### Consigne
Modifiez les données ci-dessous en remplaçant partout « one point per instance » par « one point per object », sans rien changer d'autre. Laissez les images de côté dans votre réponse.

### Lignes de données

------------------------------------------------------------------------

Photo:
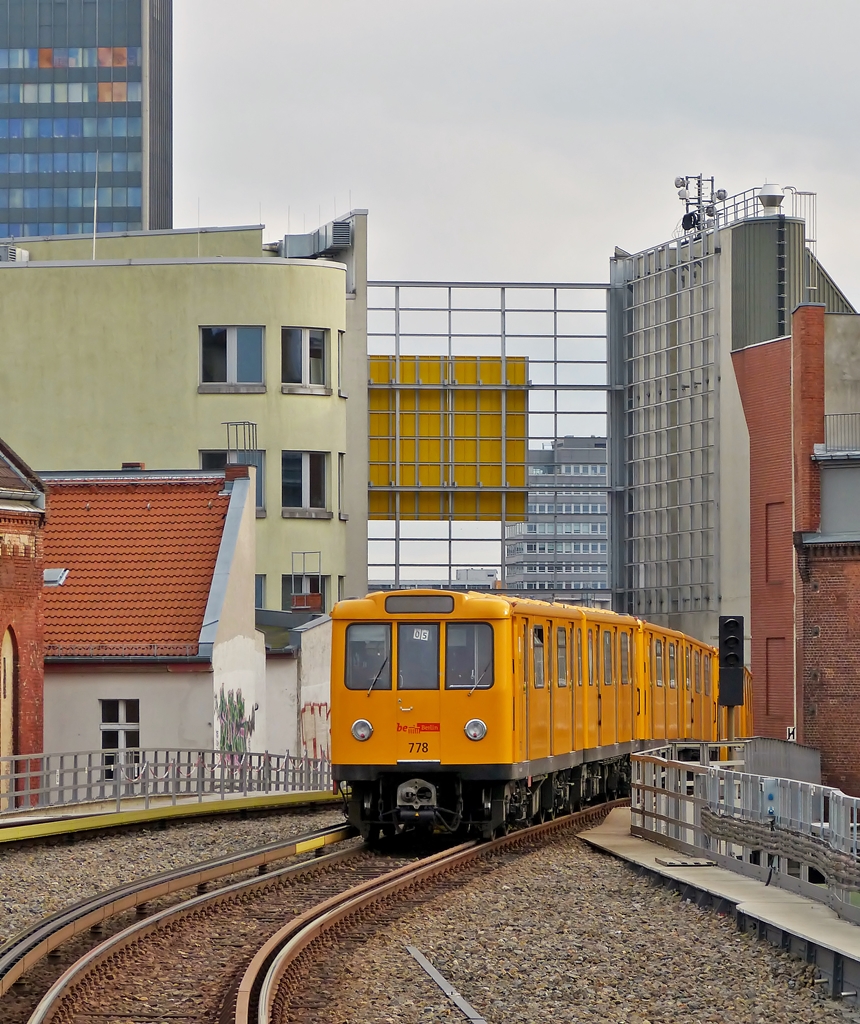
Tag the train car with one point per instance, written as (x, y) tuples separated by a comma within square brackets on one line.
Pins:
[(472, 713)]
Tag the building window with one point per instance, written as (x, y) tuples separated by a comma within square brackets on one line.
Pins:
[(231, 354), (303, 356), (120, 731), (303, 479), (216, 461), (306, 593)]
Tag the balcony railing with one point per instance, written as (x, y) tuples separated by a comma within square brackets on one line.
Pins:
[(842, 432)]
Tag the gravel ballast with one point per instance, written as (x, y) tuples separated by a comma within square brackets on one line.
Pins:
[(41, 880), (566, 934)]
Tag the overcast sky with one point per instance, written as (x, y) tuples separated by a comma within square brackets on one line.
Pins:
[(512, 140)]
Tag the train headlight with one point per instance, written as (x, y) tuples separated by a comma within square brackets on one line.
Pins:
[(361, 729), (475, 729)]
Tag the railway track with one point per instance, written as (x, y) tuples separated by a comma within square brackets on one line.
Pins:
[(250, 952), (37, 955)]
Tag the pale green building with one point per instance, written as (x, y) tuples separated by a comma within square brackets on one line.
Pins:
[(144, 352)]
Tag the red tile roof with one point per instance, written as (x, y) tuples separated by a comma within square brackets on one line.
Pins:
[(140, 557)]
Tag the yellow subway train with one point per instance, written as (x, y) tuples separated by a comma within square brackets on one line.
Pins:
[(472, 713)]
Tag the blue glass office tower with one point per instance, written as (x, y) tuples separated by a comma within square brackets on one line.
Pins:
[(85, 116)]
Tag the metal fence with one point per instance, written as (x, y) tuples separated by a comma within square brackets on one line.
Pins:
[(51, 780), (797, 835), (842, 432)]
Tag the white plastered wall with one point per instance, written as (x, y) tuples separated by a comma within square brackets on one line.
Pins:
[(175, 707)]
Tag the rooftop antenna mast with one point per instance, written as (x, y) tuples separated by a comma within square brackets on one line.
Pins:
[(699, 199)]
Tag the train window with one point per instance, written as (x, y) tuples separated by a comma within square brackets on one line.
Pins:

------------------------------------------------------------------------

### Résultat
Photo:
Tag the train car with one point per object, written as (x, y) tuples separated by a comma within square brackets on one line.
Pins:
[(472, 713)]
Tag the building window with one point per object, written as (x, y) tuples separated by a comma within square brackets on one line.
Pins:
[(231, 354), (303, 356), (120, 731), (303, 479), (216, 461), (306, 593)]
Tag the balcony railing with one point per object, written as (x, y) tuples separated by a comma within square brackets on one line.
Pins:
[(842, 432)]
Tag the gravel ballast with one point per object, written as (x, y) tuples separated by a comma within square brackets on one line.
Pins:
[(41, 880), (566, 934)]
Tag the overcast sky with one point per object, written as (x, y) tuples separated by a comma within square brackets on one line.
Pins:
[(512, 140)]
Tag the train headlight with one point per object, written as (x, y) tuples separated by a comma within square brackets on one line.
Pins:
[(361, 729), (475, 729)]
Tag the railway track with one point per object, written as (x, y) tuples separated by a comma within square brackets on one line.
Pins:
[(250, 952), (37, 955)]
Tag the pale green building with one point per object, written as (x, y) tuples separated by a comma within square brackets on one line.
Pins:
[(144, 352)]
Tag the red tile roof with one point per object, written as (x, y) tuples separated by a comma within square brackets on one line.
Pins:
[(140, 557)]
Tag the yellow subway train with one point per object, written as (x, y) tuples separated by a comma within square brackets on one line.
Pins:
[(472, 713)]
Tag the blue glass office tower with one point per object, written as (x, y) tuples separated by a comma within square brackets on one line.
Pins:
[(85, 116)]
Tag the metal fence with one point per object, written as (x, y) tuples separated by a comma within square brackets on one line.
Pins:
[(51, 780), (797, 835), (842, 432)]
Tag the white plastered wall with one point per object, written as (x, y) tuples separated by a comma within square brackets on one line.
Pins:
[(175, 707)]
Tag the rooftop antenna mast with one point per object, written as (x, y) tuples separated by a comma within square brackets on one line.
Pins:
[(699, 199)]
Tag the train window with one point per object, written as (x, y) tuples separated by a comma within square brackets on one line.
Pins:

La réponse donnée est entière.